■ **EXERCISE INSTRUCTIONS**
Extract exactly the range of lines bounded by the line containing "of the eyeglasses" and the final line of the listing, both ends included, and no other lines.

• • • •

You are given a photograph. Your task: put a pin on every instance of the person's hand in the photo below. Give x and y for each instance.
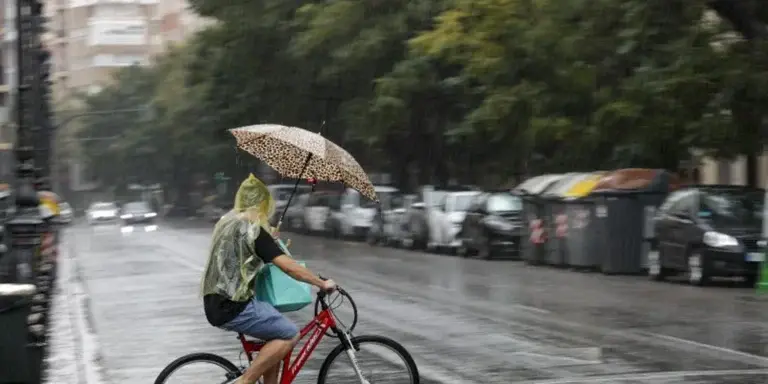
(328, 285)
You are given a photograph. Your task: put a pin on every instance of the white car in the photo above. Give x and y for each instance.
(65, 213)
(445, 219)
(101, 212)
(355, 214)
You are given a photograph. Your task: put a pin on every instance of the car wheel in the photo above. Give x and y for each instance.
(372, 237)
(655, 271)
(484, 248)
(751, 280)
(698, 272)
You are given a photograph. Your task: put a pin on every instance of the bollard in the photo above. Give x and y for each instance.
(14, 309)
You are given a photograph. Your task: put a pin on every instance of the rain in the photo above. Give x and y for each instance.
(431, 191)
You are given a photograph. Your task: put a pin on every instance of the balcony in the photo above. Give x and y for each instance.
(117, 61)
(88, 3)
(117, 32)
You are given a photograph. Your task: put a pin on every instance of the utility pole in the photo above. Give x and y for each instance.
(23, 336)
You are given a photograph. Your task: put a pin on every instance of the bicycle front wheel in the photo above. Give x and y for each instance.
(380, 360)
(199, 368)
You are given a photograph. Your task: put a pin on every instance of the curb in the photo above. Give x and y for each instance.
(75, 337)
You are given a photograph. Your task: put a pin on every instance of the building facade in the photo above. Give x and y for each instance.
(90, 39)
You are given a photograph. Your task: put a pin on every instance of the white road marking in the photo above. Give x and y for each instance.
(749, 357)
(650, 376)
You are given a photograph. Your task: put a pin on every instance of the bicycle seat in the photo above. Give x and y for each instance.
(250, 339)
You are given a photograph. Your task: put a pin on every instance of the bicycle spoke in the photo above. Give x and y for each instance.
(378, 364)
(200, 372)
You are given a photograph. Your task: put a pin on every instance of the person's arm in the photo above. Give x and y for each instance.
(267, 249)
(298, 271)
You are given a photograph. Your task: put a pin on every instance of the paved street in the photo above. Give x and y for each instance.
(464, 321)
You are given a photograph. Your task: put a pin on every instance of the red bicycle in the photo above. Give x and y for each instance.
(212, 368)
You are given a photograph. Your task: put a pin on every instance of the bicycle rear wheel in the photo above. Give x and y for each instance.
(199, 368)
(380, 359)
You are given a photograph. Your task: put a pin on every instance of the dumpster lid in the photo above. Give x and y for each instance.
(525, 185)
(637, 180)
(538, 186)
(584, 186)
(563, 185)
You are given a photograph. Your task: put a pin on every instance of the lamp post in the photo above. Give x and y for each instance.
(19, 363)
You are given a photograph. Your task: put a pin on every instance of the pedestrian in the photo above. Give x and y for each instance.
(242, 243)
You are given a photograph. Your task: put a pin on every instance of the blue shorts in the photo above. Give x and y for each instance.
(262, 321)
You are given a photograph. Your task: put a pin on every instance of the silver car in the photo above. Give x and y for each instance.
(102, 213)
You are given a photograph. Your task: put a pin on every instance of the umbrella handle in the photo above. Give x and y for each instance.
(295, 187)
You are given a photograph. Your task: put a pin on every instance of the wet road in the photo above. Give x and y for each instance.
(465, 321)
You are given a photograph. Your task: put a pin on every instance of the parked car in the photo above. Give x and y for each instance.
(387, 222)
(102, 213)
(317, 211)
(353, 216)
(433, 220)
(137, 212)
(294, 217)
(708, 231)
(493, 224)
(446, 218)
(66, 215)
(212, 213)
(281, 193)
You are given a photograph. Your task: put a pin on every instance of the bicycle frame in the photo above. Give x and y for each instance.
(316, 329)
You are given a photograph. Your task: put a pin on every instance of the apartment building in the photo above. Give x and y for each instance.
(90, 39)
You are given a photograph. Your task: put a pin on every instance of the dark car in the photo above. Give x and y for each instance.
(709, 231)
(492, 226)
(137, 212)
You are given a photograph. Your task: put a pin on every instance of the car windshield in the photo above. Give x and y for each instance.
(503, 202)
(138, 206)
(103, 207)
(384, 197)
(460, 203)
(745, 207)
(282, 193)
(436, 197)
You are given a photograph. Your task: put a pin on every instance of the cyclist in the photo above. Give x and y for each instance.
(241, 244)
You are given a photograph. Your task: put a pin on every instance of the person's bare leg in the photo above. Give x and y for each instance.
(268, 357)
(271, 375)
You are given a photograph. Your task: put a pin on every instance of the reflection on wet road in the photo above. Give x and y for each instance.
(464, 321)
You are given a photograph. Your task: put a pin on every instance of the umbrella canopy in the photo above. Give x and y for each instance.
(287, 150)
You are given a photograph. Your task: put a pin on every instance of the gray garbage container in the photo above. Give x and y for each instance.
(627, 217)
(585, 242)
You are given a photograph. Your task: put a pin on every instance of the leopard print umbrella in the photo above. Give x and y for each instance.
(286, 148)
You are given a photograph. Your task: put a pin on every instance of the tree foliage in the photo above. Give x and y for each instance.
(433, 90)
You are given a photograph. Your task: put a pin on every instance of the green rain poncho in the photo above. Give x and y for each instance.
(232, 261)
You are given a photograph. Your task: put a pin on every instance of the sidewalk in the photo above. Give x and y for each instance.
(73, 350)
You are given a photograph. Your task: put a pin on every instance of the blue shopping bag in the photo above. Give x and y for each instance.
(283, 292)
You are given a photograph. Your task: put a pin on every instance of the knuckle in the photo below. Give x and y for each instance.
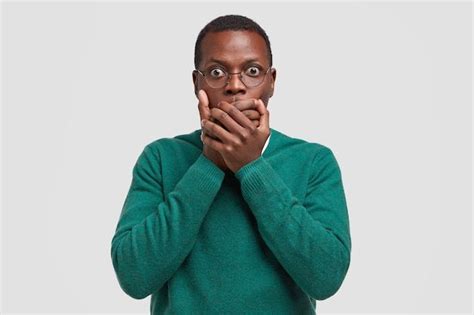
(223, 115)
(233, 111)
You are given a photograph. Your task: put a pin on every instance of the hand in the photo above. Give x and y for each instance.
(240, 142)
(204, 113)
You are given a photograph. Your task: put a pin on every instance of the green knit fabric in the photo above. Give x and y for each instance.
(271, 239)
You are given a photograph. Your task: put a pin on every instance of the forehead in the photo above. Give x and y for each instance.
(233, 47)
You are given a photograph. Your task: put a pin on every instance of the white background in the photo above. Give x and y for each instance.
(386, 86)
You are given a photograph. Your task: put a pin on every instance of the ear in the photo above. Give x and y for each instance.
(195, 82)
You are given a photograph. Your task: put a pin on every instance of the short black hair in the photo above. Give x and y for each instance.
(230, 22)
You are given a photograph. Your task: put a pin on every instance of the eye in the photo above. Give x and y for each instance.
(253, 71)
(216, 73)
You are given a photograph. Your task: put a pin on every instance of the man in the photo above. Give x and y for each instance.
(235, 217)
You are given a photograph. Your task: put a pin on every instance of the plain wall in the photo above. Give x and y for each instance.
(387, 86)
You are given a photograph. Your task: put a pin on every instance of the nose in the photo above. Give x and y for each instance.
(235, 85)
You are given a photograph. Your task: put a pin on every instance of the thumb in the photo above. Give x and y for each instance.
(203, 105)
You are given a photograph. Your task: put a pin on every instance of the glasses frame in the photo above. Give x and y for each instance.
(229, 74)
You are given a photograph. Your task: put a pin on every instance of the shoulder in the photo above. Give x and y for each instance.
(166, 145)
(301, 147)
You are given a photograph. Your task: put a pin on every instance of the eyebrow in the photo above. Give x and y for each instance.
(222, 62)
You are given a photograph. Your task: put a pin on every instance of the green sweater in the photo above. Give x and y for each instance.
(272, 238)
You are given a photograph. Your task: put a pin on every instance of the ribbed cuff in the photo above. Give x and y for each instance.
(262, 188)
(209, 174)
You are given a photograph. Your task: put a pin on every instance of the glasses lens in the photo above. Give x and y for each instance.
(252, 81)
(218, 82)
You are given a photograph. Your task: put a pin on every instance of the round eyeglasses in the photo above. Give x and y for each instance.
(217, 77)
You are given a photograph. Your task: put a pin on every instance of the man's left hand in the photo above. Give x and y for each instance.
(242, 142)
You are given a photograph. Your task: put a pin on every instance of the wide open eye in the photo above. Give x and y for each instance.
(253, 71)
(216, 73)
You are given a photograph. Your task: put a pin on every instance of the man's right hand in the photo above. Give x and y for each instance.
(205, 113)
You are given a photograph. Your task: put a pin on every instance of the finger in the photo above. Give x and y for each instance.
(264, 116)
(251, 114)
(224, 115)
(203, 105)
(245, 104)
(219, 132)
(232, 118)
(203, 108)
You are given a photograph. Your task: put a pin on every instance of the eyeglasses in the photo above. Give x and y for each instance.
(217, 78)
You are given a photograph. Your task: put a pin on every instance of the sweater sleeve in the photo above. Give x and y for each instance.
(155, 234)
(310, 239)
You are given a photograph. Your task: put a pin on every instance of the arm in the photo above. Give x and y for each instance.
(310, 239)
(154, 236)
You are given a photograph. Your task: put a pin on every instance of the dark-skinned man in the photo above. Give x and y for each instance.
(235, 217)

• • • •

■ **EXERCISE SOLUTION**
You are given a photograph. Your task: put a pin on every instance of the eyeglasses in the photo above. Give x and y for each instance.
(217, 78)
You are given a photograph. Your task: put a pin on every instance of the sweater sleeve in the photo above. Give x and y for each instance.
(155, 234)
(310, 239)
You are given a photograph. Your task: put a pin on every instance of the arm in the photo above. Give x and y for each instance.
(310, 239)
(154, 236)
You are given a photograph. Your task: put a pin on every instance of the dark-skinned man in the photo above. Give x and y for each instance.
(235, 217)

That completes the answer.